- What needs to be done -
Every entry that follows should be output exactly, and every image in it left out.

Data excerpts:
—————
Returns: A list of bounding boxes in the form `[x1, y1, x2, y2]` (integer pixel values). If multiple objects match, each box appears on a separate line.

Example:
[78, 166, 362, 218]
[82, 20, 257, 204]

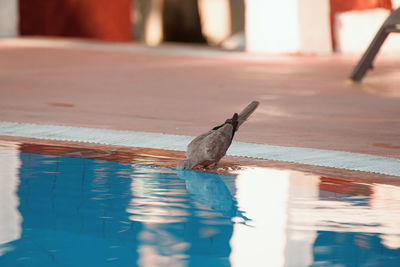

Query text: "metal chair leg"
[349, 8, 400, 82]
[349, 27, 389, 82]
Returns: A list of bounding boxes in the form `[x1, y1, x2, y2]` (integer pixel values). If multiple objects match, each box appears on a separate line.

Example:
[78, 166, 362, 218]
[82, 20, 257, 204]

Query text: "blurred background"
[0, 0, 399, 54]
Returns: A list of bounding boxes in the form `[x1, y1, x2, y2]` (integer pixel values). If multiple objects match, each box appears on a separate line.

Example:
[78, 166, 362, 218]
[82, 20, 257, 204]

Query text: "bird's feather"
[177, 101, 259, 170]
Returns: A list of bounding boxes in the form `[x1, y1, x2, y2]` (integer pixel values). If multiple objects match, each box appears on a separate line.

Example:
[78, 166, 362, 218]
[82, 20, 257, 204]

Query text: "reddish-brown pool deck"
[0, 38, 399, 179]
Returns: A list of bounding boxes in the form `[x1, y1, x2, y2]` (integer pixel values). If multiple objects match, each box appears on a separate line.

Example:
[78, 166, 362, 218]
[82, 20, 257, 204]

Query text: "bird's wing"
[191, 124, 233, 166]
[187, 130, 213, 158]
[203, 124, 233, 161]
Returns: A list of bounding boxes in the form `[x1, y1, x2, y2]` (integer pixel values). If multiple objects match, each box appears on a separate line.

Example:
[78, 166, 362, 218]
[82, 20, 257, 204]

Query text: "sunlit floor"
[1, 38, 400, 161]
[1, 140, 399, 267]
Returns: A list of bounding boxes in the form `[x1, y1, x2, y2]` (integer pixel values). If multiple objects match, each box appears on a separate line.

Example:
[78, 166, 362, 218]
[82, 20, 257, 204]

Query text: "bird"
[177, 101, 259, 170]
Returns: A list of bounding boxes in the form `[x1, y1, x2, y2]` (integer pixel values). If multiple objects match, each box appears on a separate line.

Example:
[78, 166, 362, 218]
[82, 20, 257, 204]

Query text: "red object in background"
[19, 0, 132, 42]
[319, 177, 373, 197]
[329, 0, 392, 51]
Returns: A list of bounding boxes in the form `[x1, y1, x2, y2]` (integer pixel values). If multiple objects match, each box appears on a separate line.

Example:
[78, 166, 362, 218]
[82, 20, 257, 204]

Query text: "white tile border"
[0, 121, 399, 176]
[0, 0, 18, 38]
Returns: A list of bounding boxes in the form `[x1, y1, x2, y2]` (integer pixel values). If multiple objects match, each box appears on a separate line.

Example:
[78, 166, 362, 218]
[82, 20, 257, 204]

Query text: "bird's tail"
[237, 101, 259, 128]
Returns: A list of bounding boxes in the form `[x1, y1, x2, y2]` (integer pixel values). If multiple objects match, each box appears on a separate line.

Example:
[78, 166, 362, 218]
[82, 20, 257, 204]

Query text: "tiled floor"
[0, 38, 399, 178]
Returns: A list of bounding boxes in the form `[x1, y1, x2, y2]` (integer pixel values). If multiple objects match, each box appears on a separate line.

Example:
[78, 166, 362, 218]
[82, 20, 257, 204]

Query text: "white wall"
[392, 0, 400, 8]
[245, 0, 331, 54]
[245, 0, 300, 53]
[198, 0, 231, 45]
[335, 8, 400, 54]
[298, 0, 331, 54]
[0, 0, 18, 37]
[144, 0, 163, 46]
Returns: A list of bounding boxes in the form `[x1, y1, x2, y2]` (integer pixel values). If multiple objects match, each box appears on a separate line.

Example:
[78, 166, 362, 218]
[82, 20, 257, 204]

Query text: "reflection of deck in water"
[0, 141, 400, 266]
[0, 149, 235, 266]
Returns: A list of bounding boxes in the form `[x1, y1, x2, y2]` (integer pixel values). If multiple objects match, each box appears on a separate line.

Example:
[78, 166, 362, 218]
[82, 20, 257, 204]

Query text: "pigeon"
[177, 101, 259, 170]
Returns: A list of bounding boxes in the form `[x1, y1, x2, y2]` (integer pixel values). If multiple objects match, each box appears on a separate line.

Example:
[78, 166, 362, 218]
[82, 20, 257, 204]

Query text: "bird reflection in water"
[176, 170, 249, 223]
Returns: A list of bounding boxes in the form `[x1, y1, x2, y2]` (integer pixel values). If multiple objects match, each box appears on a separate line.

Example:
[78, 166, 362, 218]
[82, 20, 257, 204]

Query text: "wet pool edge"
[1, 135, 399, 186]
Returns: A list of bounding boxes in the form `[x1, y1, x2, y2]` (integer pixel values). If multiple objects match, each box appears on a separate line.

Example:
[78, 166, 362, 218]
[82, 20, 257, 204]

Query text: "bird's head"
[177, 159, 191, 170]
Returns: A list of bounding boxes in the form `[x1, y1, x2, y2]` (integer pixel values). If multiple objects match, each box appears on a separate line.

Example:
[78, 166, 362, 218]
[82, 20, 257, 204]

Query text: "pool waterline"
[1, 140, 400, 266]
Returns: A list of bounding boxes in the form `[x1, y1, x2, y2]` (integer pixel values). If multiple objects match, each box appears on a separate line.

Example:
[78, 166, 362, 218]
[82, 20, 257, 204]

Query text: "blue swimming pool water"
[0, 142, 400, 266]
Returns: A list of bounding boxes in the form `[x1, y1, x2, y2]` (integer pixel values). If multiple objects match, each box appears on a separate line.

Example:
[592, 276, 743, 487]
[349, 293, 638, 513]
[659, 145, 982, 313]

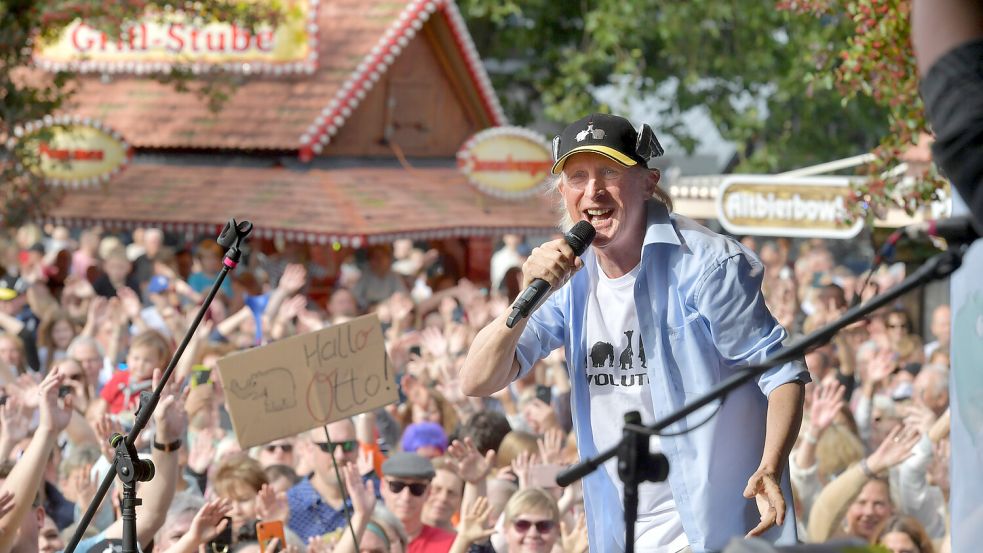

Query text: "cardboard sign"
—————
- Task response -
Returns: A list of bounding boxes in the form `[x1, y1, x2, y2]` (integer pixel values). If multiple objects match, each box appears on a separate line.

Example:
[78, 166, 362, 218]
[82, 20, 257, 204]


Query text: "metal chair leg"
[349, 8, 400, 82]
[349, 27, 389, 82]
Returns: A list of bounding boxes in the form `[x1, y1, x2, y2]` (integer pixel values). If multiple objects match, each box appears on a separate line.

Example:
[78, 166, 362, 218]
[82, 20, 257, 204]

Query text: "blurred background"
[0, 0, 399, 54]
Returns: A list of bounding boxes in the form `[x1, y1, x2, y2]` (integer pixel values). If multiple objects match, each box appears on a separate line.

Example:
[78, 166, 362, 218]
[82, 20, 257, 204]

Query text: "bird's feather"
[177, 101, 259, 170]
Returns: A list of bounding boxes in the form `[x1, y1, x2, y2]` (integer pixel values). If multiple objects match, each box appears on a separate line.

Example:
[78, 166, 362, 218]
[82, 20, 257, 204]

Query text: "reddish-brown pool deck"
[0, 38, 399, 179]
Returns: A list of bounding boxes in the form `[x1, y1, x2, y2]` (integer pixel values). If multiple objects match, each box appears on a separate line.

Example:
[78, 166, 362, 218]
[82, 20, 257, 204]

Query text: "bird's wing"
[191, 124, 233, 166]
[187, 130, 213, 158]
[203, 124, 233, 161]
Returns: A list of bounding boxes in the form `[x1, y1, x2, y2]` (integer pixel values). If multiple objects match, each box appears on a separate line.

Example:
[78, 166, 362, 218]
[82, 20, 257, 204]

Query text: "sunlit floor"
[1, 38, 400, 161]
[1, 140, 399, 267]
Returns: A list of bounding boxes in the form `[x1, y1, x2, y2]` (integer pixel values). If multiple objects match, each box appears on a separate line.

Example:
[78, 166, 362, 218]
[82, 20, 257, 204]

Query text: "bird"
[177, 101, 259, 170]
Returns: A list of bounding boxes in the form `[x1, y1, x2, y2]` (integer pixel values). If multiple objects match, each box appears on a separate line.

Example:
[78, 166, 362, 218]
[82, 20, 257, 204]

Query text: "red object in background"
[19, 0, 132, 42]
[319, 177, 373, 197]
[329, 0, 392, 51]
Returns: A list of bounding boxes in the form `[x1, y1, x2, y2]` (integer pixel values). If multiple objects match, each box appears on a separate line.

Example:
[78, 166, 362, 218]
[82, 20, 257, 204]

Query text: "white tile border"
[0, 121, 399, 176]
[0, 0, 18, 38]
Returns: A list of bounding boxes in the form `[x1, y1, x2, y2]` (integer pixel values). If multiple objects match, each box appears on a separate line.

Example:
[78, 166, 362, 218]
[82, 20, 257, 204]

Query text: "bird's tail"
[237, 101, 259, 128]
Returns: A list of bounding boxes in the form `[x1, y1, x2, y2]` (integer pixel values). If multiple objects match, each box appears on a separate line.

Example:
[78, 166, 362, 218]
[82, 20, 257, 204]

Query text: "tiled floor"
[0, 38, 399, 178]
Returns: A list of bounding boxes in the form `[x1, y1, x2, y2]` (integer pixel values). If multiple objects match, each box appears on a separate line.

Example:
[78, 166, 362, 218]
[82, 20, 257, 204]

Query text: "white wall"
[392, 0, 400, 8]
[245, 0, 331, 54]
[245, 0, 300, 53]
[198, 0, 231, 45]
[335, 8, 400, 54]
[298, 0, 331, 54]
[0, 0, 18, 37]
[144, 0, 163, 46]
Returns: A list of bounding boxes in the form `[x1, y1, x2, y2]` (integer pixel values). If multiple objects match, each box appears on a separate line.

Example:
[78, 166, 362, 218]
[82, 20, 257, 204]

Query text: "reflection of deck in water"
[0, 141, 400, 266]
[0, 149, 235, 266]
Returns: A list of bounding boxes in the form `[x1, y1, x2, y2]` (integer pixel values). If multiple objects match, each box appears on a separate line.

Example:
[78, 166, 362, 218]
[82, 20, 257, 204]

Query text: "pigeon"
[177, 101, 259, 170]
Returns: A list of bounding boxes in the form `[x1, y1, x2, y2]` (integer pixel values). If multiple objects match, each box appears on a separate line.

Example:
[78, 166, 362, 218]
[82, 20, 257, 204]

Query text: "bird reflection in water"
[176, 170, 249, 223]
Returns: A list of bounding boxes in the form `[x1, y1, x2, y2]` (integer pixel values). If multiple objects match, each box appears on a separate line.

Example:
[78, 166, 362, 218]
[82, 20, 257, 204]

Query text: "wet pool edge"
[1, 135, 399, 186]
Returns: A list of bounding boxes in the form `[x1, y1, x2, y2]` (integer pixel values). If multiple objects match, each box appears on a separate line.

Example:
[78, 166, 362, 218]
[82, 20, 257, 204]

Query text: "bird's head"
[177, 159, 191, 170]
Returns: A list of bounding boxes in the form `[x1, y1, x2, y2]` (integer pixel values). If multiple objects match, each box appears on a separate line.

Example:
[78, 166, 362, 218]
[82, 20, 257, 204]

Query text: "pool waterline"
[1, 140, 400, 266]
Returns: A list of bounding boxes in the form `[x1, y1, x2, y2]` (integer pixel values). If multiple objects match, each box appears on a separate line.

Example:
[78, 166, 362, 218]
[82, 20, 257, 204]

Query text: "blue swimming pool water"
[0, 142, 400, 266]
Returns: A list of bounding boxes in the form `[x1, y1, x2, y2]` (integer pixel values). If multiple objects match, each box appears on a separate line.

Example:
[592, 276, 743, 487]
[349, 293, 638, 513]
[659, 145, 982, 313]


Query text: "cardboard sign"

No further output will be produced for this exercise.